● Extracto de datos:
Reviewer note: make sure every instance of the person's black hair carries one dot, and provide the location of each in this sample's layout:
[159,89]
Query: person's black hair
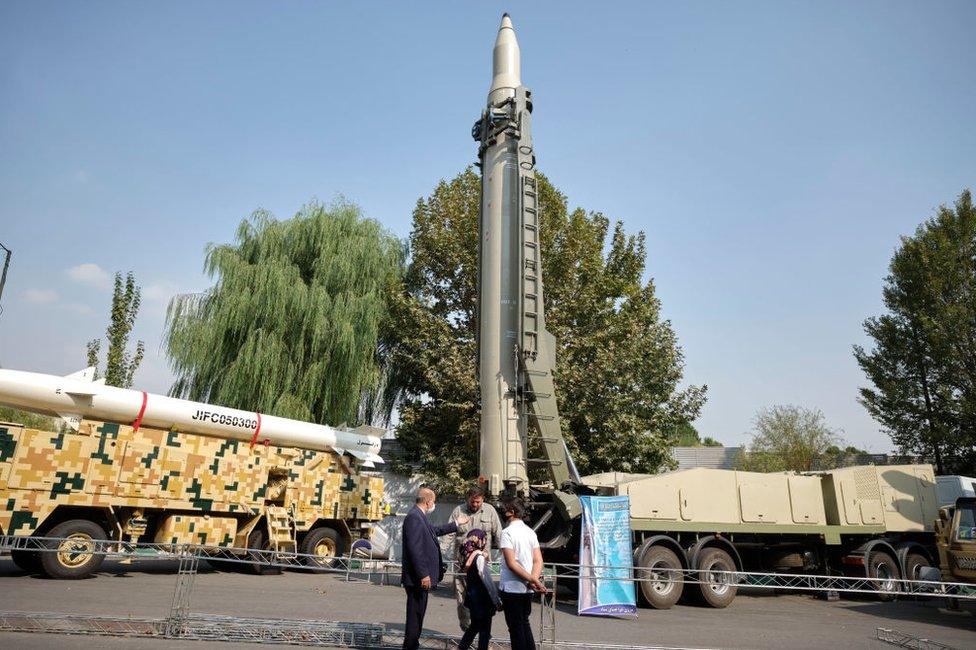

--

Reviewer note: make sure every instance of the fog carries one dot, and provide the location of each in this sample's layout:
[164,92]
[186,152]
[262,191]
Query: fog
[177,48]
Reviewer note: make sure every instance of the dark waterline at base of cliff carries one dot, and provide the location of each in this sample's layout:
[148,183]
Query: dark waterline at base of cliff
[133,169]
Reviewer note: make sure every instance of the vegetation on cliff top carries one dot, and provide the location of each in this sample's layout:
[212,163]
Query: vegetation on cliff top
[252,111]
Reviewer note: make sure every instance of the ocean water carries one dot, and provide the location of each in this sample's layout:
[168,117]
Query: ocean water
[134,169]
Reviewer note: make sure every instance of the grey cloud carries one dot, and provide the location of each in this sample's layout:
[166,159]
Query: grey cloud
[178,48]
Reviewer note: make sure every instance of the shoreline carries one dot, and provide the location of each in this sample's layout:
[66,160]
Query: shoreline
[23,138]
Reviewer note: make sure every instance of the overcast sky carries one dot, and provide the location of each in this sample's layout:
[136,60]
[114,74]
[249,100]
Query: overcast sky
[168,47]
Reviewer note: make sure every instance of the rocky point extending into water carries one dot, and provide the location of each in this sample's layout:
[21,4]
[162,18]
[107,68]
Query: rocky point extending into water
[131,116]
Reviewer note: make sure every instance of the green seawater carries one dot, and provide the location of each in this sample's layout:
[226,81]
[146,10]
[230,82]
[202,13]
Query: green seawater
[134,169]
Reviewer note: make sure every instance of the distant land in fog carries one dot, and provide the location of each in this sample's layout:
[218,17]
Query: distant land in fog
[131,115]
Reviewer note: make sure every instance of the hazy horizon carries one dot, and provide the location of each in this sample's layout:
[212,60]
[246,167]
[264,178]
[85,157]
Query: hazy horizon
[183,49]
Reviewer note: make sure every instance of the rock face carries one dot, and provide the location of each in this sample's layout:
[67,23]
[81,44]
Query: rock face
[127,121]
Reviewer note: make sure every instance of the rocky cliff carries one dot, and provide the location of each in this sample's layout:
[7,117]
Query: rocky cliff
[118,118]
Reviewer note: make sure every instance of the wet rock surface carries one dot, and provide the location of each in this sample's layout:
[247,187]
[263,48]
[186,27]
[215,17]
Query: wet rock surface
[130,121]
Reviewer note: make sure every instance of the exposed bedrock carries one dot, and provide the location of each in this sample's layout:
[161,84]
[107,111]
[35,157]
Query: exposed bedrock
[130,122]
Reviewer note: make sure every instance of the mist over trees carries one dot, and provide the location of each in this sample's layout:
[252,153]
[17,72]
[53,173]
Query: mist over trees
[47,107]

● Tarea asignada:
Reproduce sin ninguna alteración el tramo de los registros que comienza en la línea que contiene "Reviewer note: make sure every instance of the person's" y termina en la línea que contiene "Query: person's black hair", ambas incluidas.

● Resultado:
Reviewer note: make sure every instance of the person's black hair carries one dot, and provide the location of each in this sample's layout:
[159,89]
Query: person's black hair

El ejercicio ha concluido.